Location annotation dataset excerpts
———

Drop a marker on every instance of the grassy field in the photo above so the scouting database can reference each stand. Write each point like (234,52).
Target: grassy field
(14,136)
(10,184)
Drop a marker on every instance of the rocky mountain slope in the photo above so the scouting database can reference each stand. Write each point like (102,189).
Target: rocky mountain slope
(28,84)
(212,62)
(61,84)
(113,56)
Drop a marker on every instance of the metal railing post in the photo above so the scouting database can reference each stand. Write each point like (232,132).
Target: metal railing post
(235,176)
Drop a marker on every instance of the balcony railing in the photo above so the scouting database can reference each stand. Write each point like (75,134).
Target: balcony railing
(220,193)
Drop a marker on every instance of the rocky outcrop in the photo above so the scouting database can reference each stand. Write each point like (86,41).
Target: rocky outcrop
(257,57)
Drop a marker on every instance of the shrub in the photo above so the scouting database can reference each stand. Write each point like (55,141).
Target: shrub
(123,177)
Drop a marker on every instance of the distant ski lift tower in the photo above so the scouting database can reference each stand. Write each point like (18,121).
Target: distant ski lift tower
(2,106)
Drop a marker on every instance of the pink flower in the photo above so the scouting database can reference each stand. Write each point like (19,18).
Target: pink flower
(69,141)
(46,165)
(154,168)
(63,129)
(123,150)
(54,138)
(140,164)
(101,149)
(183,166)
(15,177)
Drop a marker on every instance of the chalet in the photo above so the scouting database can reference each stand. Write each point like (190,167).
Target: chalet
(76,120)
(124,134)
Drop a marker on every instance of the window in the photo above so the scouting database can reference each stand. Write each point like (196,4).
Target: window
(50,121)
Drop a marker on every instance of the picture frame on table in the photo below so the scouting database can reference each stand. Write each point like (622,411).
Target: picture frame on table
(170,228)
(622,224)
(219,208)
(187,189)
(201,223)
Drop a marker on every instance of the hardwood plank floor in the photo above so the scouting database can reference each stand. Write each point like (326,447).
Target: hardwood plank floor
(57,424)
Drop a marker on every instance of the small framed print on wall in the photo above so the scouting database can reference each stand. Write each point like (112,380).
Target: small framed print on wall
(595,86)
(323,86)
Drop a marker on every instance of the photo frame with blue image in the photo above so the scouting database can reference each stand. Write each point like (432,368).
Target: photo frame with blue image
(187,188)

———

- [Exercise instructions]:
Reproduce every line of the entries above without changing anything.

- [Solution to this exercise]:
Drop a marker on every instance of the grassy field in the photo above so the scouting database can reference each stand. Write each point like (234,52).
Target: grassy field
(14,136)
(10,184)
Drop a marker on every instance of the rocky mountain slope in the photo above so the scouting database can reference each stand. Write each point like (102,189).
Target: rocky mountain slope
(28,84)
(212,62)
(61,84)
(113,56)
Drop a marker on every instance of the metal railing post in the photo above so the scouting database can reference each stand. Write each point like (232,132).
Target: metal railing post
(235,176)
Drop a marker on every instance of the balcony railing in the photo above so the scouting database can reference each stand. Write each point like (75,134).
Target: balcony railing
(220,193)
Drop a marker on every instance of the rocky outcrop in the photo above so the scouting database can reference each stand. Write each point like (86,41).
Target: rocky outcrop
(257,57)
Drop a marker on every instance of the shrub in the photo above so the scouting database can reference each stand. Write each point like (55,141).
Target: shrub
(123,177)
Drop a marker on every instance of the distant ski lift tower in the photo above so the scouting database can reference each stand. Write each point like (18,121).
Target: distant ski lift tower
(2,106)
Drop a marker on every instance of the pink flower in the photo above so the scouting database can reference each stand. Write each point like (19,18).
Target: pink flower
(69,141)
(46,165)
(154,168)
(63,129)
(123,150)
(54,138)
(140,164)
(101,149)
(183,166)
(15,177)
Drop a marker on every instance of the chalet in the photo above so the scouting database can reference each stand. Write each point like (190,167).
Target: chalet
(76,120)
(124,134)
Drop a marker on every instance of the window in the photo above so the scouting database can reference each stand. Write each point like (196,4).
Target: window
(50,121)
Drop a marker on every instance of the picture frame on table in the photo below so the scouting database can reference each stand. Write each point like (622,411).
Target: picture frame on table
(170,228)
(622,224)
(219,208)
(187,189)
(201,223)
Drop a marker on every instance of the hardwood plank floor in the photo above so the scouting database can reference each stand. Write each point like (326,447).
Target: hardwood plank floor
(57,424)
Drop a marker on every instance of the small framed print on wall in the photo above so the scouting database can reference each stand. Write each point like (112,380).
Target: small framed print on wall
(595,86)
(323,86)
Drop a marker on every instance of the photo frame with blue image in the photo above so the scouting database can reference each stand. Write each point like (432,368).
Target: photo frame with blue image
(187,188)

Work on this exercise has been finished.